- Task instructions -
Gather each line of the listing below that contains the string "target". Treat uppercase and lowercase as different.
============
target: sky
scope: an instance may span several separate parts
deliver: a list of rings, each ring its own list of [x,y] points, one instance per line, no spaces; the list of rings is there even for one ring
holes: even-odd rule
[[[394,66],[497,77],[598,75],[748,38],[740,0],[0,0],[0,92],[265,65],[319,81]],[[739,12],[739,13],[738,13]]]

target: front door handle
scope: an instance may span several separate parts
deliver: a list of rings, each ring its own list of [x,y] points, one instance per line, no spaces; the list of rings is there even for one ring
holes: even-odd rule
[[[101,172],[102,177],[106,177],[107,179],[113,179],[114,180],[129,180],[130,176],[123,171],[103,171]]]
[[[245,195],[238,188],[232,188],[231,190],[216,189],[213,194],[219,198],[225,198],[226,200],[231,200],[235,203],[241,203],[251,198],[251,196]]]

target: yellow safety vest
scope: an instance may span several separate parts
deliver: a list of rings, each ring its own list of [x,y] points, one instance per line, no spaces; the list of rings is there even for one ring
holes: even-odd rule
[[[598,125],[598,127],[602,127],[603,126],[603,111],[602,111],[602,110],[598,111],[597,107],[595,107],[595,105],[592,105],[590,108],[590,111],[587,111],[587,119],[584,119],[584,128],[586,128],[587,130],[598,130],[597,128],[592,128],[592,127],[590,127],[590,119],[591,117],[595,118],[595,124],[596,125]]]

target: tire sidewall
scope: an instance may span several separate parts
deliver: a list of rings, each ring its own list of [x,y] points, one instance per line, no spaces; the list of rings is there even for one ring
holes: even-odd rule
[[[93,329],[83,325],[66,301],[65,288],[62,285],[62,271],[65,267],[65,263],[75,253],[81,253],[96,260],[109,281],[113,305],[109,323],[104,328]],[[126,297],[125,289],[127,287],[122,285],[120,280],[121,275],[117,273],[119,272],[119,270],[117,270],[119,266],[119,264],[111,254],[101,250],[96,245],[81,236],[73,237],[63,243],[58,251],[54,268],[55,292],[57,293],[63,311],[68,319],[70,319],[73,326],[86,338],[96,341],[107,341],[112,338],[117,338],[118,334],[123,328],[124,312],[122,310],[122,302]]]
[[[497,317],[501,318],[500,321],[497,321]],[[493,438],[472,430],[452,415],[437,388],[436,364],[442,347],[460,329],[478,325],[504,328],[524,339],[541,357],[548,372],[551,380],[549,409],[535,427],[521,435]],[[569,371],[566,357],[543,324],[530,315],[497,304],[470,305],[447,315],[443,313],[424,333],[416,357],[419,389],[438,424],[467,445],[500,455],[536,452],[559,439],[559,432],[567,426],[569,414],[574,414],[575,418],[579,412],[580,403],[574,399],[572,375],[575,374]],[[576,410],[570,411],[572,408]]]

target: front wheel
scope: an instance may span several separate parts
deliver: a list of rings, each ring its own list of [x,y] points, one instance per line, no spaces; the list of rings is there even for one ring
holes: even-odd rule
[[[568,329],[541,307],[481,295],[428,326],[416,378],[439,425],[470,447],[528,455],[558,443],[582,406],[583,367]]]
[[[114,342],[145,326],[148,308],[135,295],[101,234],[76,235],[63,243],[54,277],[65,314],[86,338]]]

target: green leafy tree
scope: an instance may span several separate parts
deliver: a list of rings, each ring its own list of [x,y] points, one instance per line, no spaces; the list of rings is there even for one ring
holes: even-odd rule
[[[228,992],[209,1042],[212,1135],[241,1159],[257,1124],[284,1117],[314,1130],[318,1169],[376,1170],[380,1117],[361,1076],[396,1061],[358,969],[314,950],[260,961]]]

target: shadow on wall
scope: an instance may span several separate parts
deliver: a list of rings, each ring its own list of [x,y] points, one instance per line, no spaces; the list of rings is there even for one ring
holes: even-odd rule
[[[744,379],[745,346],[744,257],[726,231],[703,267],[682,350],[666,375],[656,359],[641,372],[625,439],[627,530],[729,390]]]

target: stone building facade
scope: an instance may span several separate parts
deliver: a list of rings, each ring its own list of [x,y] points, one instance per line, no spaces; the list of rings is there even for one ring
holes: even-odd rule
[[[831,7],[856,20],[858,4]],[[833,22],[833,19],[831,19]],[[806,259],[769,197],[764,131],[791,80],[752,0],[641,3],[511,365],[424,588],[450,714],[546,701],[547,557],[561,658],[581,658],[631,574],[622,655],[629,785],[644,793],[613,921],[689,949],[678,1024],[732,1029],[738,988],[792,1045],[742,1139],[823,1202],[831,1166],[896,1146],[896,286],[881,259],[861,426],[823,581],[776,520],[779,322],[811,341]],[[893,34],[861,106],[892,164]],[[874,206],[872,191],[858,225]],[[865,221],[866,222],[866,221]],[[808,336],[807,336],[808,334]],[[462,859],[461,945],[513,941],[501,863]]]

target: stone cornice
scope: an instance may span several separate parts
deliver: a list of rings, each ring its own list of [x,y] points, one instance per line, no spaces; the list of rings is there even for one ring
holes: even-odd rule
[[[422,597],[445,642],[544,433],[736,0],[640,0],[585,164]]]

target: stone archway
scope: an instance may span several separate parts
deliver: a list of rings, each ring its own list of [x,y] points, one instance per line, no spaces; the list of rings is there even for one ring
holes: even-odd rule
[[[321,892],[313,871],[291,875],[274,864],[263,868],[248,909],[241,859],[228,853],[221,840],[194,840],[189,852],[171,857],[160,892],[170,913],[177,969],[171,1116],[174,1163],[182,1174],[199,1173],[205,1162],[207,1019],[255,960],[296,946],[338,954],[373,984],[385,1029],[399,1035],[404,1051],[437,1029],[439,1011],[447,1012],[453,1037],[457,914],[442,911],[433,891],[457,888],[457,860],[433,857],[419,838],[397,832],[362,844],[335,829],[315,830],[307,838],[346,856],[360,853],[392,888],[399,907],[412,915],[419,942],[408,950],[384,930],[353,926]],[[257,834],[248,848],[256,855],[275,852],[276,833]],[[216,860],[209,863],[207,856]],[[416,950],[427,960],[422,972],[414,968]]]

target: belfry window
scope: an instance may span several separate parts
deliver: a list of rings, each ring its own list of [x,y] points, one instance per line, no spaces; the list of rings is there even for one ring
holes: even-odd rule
============
- Solution to this problem -
target: sky
target: front door handle
target: yellow safety vest
target: tire sidewall
target: front wheel
target: green leafy tree
target: shadow on wall
target: stone building facade
target: stone cornice
target: stone archway
target: belfry window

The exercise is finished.